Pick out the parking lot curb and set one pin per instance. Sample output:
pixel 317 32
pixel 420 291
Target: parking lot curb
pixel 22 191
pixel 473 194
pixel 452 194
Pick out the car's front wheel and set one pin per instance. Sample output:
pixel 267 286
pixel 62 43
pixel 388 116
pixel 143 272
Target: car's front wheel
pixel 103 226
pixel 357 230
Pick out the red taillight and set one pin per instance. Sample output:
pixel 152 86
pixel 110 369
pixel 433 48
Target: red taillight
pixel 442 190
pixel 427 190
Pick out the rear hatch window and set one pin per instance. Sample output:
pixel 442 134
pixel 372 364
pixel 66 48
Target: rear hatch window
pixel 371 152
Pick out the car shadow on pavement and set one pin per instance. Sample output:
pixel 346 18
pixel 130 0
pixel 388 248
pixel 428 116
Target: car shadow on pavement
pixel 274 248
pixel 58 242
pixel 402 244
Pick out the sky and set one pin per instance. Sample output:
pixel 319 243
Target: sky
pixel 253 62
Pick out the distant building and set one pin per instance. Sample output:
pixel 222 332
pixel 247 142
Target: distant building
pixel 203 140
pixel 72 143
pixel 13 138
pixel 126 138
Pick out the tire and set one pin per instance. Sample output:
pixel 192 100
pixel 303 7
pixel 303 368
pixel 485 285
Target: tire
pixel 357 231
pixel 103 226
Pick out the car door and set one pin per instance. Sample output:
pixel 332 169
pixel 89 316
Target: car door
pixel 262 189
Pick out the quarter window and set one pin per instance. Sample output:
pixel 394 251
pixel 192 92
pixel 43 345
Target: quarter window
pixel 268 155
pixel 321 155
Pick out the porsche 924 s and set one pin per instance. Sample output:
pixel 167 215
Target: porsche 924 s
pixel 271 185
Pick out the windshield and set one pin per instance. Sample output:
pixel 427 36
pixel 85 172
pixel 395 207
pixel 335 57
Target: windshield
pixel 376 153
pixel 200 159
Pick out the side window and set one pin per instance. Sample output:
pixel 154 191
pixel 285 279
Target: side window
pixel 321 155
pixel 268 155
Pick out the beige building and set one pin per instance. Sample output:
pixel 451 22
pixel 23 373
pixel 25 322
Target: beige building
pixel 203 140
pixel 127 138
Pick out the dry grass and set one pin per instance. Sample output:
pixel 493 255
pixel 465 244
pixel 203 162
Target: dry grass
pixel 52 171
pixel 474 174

====

- _Your objective_:
Everything from the line with "Target: windshield" through the last line of the data is to be retyped verbatim, with no other text.

- _Solution to the exercise_:
Target: windshield
pixel 376 153
pixel 200 159
Pick out the side window and set one pin per instance. Sample output:
pixel 154 191
pixel 285 279
Target: side window
pixel 321 155
pixel 268 155
Pick out the beige building and set one pin per instance. Sample output:
pixel 451 22
pixel 23 373
pixel 25 322
Target: beige building
pixel 203 140
pixel 127 138
Pick out the dry grass and set one pin per instance. Sample output:
pixel 493 255
pixel 465 244
pixel 203 162
Target: dry grass
pixel 52 171
pixel 474 174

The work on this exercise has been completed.